■ Given task ■
Rewrite every entry below, swapping "position of each instance" for "location of every instance" wherever it occurs and leaving everything else unchanged.

■ Items from a data source ■
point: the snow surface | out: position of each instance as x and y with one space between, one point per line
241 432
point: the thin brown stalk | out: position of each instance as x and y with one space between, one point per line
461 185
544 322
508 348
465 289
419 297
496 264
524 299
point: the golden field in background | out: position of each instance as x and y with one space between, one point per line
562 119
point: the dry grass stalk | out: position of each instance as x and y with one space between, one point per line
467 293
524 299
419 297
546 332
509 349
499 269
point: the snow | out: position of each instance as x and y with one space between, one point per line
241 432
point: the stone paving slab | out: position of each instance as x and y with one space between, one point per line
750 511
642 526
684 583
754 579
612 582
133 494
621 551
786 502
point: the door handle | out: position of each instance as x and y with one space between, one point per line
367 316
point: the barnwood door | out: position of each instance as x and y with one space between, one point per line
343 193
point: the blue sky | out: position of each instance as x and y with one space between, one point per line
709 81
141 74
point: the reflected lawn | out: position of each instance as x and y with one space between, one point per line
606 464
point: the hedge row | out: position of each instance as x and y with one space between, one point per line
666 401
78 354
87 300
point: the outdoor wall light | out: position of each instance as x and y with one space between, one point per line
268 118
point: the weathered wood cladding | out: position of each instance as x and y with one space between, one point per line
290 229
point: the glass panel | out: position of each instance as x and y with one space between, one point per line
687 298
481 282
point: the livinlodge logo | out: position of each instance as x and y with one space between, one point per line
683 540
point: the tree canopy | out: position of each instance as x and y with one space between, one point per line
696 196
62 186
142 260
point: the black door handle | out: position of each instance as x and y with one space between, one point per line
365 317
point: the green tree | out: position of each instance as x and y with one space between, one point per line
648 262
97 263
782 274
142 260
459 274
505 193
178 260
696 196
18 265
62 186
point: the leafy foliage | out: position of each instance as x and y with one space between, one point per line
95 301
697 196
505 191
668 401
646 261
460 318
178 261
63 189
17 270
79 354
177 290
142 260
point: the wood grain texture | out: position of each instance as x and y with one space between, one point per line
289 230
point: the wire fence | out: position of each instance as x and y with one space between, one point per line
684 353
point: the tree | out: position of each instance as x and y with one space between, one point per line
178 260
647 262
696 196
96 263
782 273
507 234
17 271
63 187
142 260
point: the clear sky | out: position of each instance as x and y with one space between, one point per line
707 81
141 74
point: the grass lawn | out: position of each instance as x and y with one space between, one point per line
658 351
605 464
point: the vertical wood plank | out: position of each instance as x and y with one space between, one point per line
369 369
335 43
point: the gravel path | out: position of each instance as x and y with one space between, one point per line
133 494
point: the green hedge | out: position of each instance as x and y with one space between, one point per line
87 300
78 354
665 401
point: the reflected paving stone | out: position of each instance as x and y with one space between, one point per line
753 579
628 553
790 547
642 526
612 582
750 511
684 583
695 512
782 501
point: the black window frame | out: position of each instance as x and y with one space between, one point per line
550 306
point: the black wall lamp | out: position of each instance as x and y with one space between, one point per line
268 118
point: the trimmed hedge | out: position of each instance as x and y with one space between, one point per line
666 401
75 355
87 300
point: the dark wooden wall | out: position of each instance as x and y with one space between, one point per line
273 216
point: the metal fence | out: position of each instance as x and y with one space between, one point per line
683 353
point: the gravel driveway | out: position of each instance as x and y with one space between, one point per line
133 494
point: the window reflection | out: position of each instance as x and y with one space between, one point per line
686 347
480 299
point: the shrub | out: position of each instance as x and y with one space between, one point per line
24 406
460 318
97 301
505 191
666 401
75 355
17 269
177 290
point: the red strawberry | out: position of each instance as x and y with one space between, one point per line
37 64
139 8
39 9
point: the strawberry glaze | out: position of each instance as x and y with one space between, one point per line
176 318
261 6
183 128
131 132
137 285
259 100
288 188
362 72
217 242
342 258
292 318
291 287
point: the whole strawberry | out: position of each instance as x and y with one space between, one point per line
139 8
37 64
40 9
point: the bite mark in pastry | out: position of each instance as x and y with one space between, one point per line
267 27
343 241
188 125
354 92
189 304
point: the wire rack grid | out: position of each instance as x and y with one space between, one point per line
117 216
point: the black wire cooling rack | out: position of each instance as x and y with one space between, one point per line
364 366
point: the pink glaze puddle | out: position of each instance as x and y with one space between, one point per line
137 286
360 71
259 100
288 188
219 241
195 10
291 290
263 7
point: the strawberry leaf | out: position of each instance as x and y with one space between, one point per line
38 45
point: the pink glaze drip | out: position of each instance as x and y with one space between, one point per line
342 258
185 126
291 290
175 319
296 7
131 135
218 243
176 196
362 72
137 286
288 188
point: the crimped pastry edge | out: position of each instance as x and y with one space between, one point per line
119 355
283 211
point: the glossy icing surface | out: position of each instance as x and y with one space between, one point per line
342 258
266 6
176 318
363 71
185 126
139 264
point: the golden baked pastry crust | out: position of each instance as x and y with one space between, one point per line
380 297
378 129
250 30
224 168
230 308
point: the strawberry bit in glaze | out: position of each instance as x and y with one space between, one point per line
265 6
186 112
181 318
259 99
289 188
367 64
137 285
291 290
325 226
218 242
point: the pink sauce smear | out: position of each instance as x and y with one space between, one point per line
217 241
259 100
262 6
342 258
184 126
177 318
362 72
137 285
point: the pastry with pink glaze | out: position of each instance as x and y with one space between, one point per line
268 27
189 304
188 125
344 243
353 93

■ Output for this exercise ■
point: the snow surface | out: location of every instance as x and y with one space between, one point per line
241 432
point: the thin brown stalk | out: location of every instance as x and y with one space between, one point per line
461 185
544 322
508 348
465 289
419 297
496 264
524 299
point: the golden field in background | out: location of every instance as x and y with one space between, one point per line
562 119
point: the dry grass stalk | out: location of every instance as x and y with one space between, one point per line
467 293
524 299
419 297
546 332
509 349
499 269
point: the snow | out: location of every instance as x and y with one space between, one point per line
241 432
point: the stone paving slab | out: location of every instance as x and y with one space between, one point per line
750 511
642 526
684 583
754 579
612 582
133 494
621 551
786 502
point: the door handle | out: location of every instance as x and y with one space between, one point per line
367 316
point: the barnwood door | out: location of every instance as x and y with one space between, one point per line
343 193
point: the blue sky | out: location of every instance as x and y with one space between, one point per line
709 81
141 74
point: the reflected lawn | out: location of every instance as x and y with one space between, one point per line
606 464
point: the hedge row | out: location of every instance as x and y with one space between, one point per line
666 401
78 354
87 300
point: the outdoor wall light | out: location of every instance as x and y with one space between, one point per line
268 118
point: the weathered wood cladding | out: location of every instance as x and y with one space between, one point per line
290 229
point: the glass panel | out: location of every instance as x and y with one space between, one point per line
687 298
481 282
point: the livinlodge logo | out: location of every instance as x and y with one space between, one point per line
683 540
point: the tree canopy | out: location of every instance as x and y with one space between, one point per line
696 196
62 186
142 260
point: the black door handle | out: location of every instance as x and y with one space between, one point per line
365 317
point: the green tree | out: location of every instance as x and y with one space between, one point per line
648 262
97 263
782 274
142 260
459 274
505 193
178 260
696 196
18 265
62 186
point: the leafy foliage | out: location of every instance as x and y with one space between, one point per line
95 301
697 196
505 191
668 401
646 261
460 318
178 261
63 189
17 270
79 354
177 290
142 260
point: the wood grain texture | out: location of every instance as x and y with one space between, one point per line
289 230
point: the wire fence | out: location of every instance as x and y with one space between, one point per line
684 353
point: the tree | out: location of every instance as x and y with one space between, one point per line
178 260
647 262
696 196
96 263
782 273
507 234
17 271
63 187
142 260
point: the clear sky | out: location of every instance as x and y with one space between, one point per line
707 81
141 74
point: the grass lawn | out: location of every instance as x and y with one space between, one point per line
658 351
605 464
point: the vertical wood plank | out: location of every instance as x and y with one space between, one point per line
369 369
335 43
point: the gravel path | out: location of every instance as x and y with one space between, one point per line
133 494
point: the green hedge | out: location of every instance as x and y with one space between, one point per line
87 300
78 354
665 401
point: the reflected paving stone | out: location of every instance as x and y with one space between, one point per line
753 579
628 553
790 547
642 526
612 582
750 511
684 583
695 512
782 501
point: the black window frame | out: location of every instance as x and y with one space between, one point per line
550 306
point: the black wall lamp | out: location of every instance as x and y with one space between, one point per line
268 118
point: the trimmed hedge | out: location of every instance as x and y with one space between, one point per line
666 401
75 355
87 300
point: the dark wooden wall | out: location of every instance as x and y with one space between, one point per line
273 216
point: the metal fence | out: location of every instance as x and y with one space between, one point per line
683 353
point: the gravel driveway | out: location of every instance as x and y with one space between, one point per line
133 494
point: the window reflection | out: location of every instance as x and y with one space between, one point per line
686 347
480 299
point: the shrub | out: location of every instance as x and y with one space between, one point per line
24 406
460 318
97 301
505 191
666 401
75 355
17 269
177 290
point: the red strawberry | out: location of every instance as x and y with one space between, one point per line
37 64
139 8
39 9
point: the strawberry glaze | out: location of every instance as x and y with one space between, one point per line
176 318
261 6
183 128
131 132
137 285
259 100
288 188
362 72
217 242
342 258
292 318
291 287
point: the whole strawberry | out: location of every instance as x and y with one space between, one point per line
139 8
37 64
40 9
point: the bite mark in pastry | out: location of every instance as x and y with one space between, one point per line
267 27
343 241
188 125
354 92
189 304
point: the wire rack grid | out: location of every instance as x and y with one space between, one point per line
117 216
point: the black wire cooling rack | out: location of every instance as x and y with one space between, one point per line
364 366
point: the pink glaze puddle | out: location of every instance as x and y with one space between, one point per line
137 286
360 71
259 100
288 188
219 241
195 10
291 290
263 7
point: the strawberry leaf | out: location of every instance as x and y with one space between, one point per line
38 45
point: the pink glaze drip | out: location of every instance as x and y with one space between, one point per line
342 258
185 126
291 290
175 319
296 7
131 135
218 243
176 196
362 72
137 286
288 188
point: the crimped pastry edge | out: location of every instance as x and y with one space between, one point per line
119 355
283 211
point: the glossy icing surface | out: location of every instance as x and y with one space between, one point per line
342 258
266 6
176 318
363 71
185 126
139 264
point: the golden baked pastry crust | out: location of every instance as x and y with one space between, one point per line
380 297
378 129
250 30
224 168
230 308
point: the strawberry bit in glaze | out: location of every instance as x and y with one space between, one point per line
265 6
186 112
181 318
259 99
289 188
367 64
137 285
291 290
325 226
218 242
point: the pink sauce smear | out: location of every instance as x and y with one space between, one point per line
217 241
259 100
262 6
342 258
184 126
177 318
362 72
137 285
point: the pastry with pink glaze | out: location of every instance as x and y with one space between, one point per line
268 27
189 304
188 125
344 243
353 93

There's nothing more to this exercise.